• **Description of the task**: Render each of the lines below as one string in a JSON list, omitting blank lines and excluding the pictures.

══ Dataset extract

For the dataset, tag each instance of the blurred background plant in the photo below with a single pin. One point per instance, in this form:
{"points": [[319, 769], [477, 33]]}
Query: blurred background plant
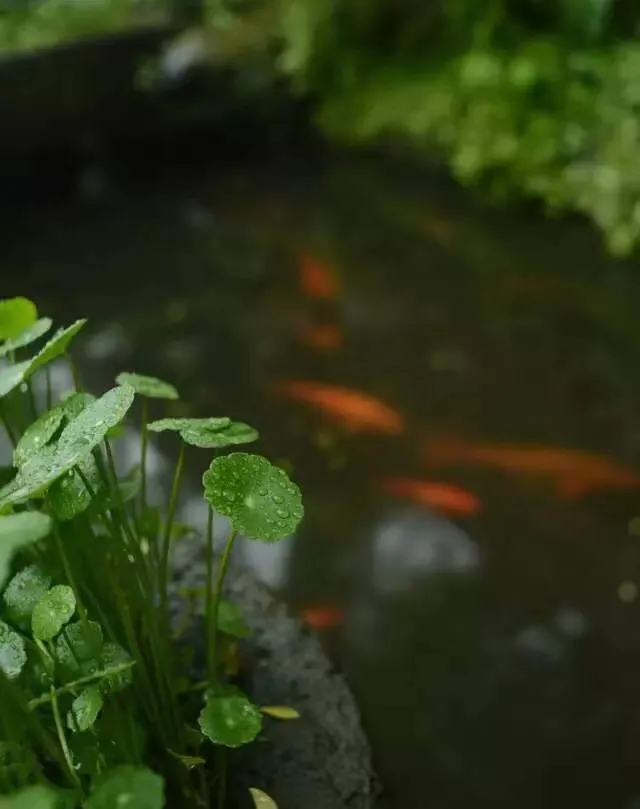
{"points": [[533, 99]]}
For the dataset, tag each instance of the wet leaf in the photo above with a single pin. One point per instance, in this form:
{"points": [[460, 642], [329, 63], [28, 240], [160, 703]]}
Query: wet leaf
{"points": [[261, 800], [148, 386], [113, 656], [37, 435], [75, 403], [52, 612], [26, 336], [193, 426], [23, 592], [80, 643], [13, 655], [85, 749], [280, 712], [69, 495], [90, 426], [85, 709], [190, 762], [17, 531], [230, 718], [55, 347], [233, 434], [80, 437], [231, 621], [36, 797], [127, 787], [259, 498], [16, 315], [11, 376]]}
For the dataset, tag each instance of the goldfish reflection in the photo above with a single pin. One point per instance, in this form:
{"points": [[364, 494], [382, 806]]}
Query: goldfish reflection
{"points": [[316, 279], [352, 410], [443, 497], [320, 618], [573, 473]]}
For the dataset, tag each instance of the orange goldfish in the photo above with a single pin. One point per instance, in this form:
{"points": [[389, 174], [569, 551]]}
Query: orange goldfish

════

• **Task output**:
[
  "For the dataset, tag each instance of the blurred background plant in the photo below with a single pin. One point per instance, in this form:",
  "{\"points\": [[319, 769], [477, 33]]}",
  "Query: blurred background plant",
  "{\"points\": [[533, 99]]}",
  "For the dataset, tag each instance of the wet leaf in the photo above with a single pin. One point per instance, in this form:",
  "{\"points\": [[460, 642], [329, 63], [28, 240], [160, 703]]}",
  "Query: wet leaf",
  "{\"points\": [[261, 800], [148, 386], [113, 656], [37, 435], [75, 403], [52, 612], [26, 336], [193, 426], [23, 592], [80, 643], [13, 655], [85, 749], [280, 712], [69, 495], [90, 426], [85, 709], [190, 762], [17, 531], [230, 718], [55, 347], [233, 434], [80, 437], [231, 621], [36, 797], [127, 787], [259, 498], [16, 315], [11, 376]]}",
  "For the dataset, tag each instance of the goldfish reflection in the photo above with a single pin. One point per instance, in this form:",
  "{\"points\": [[364, 494], [382, 806]]}",
  "Query: goldfish reflection",
  "{\"points\": [[316, 279], [352, 410], [443, 497], [320, 618], [573, 473]]}",
  "For the dataset, tag each instance of the orange goldfish in the photo above with a single pin. One point per instance, in this form:",
  "{\"points\": [[389, 174], [569, 551]]}",
  "Query: orange goldfish"
]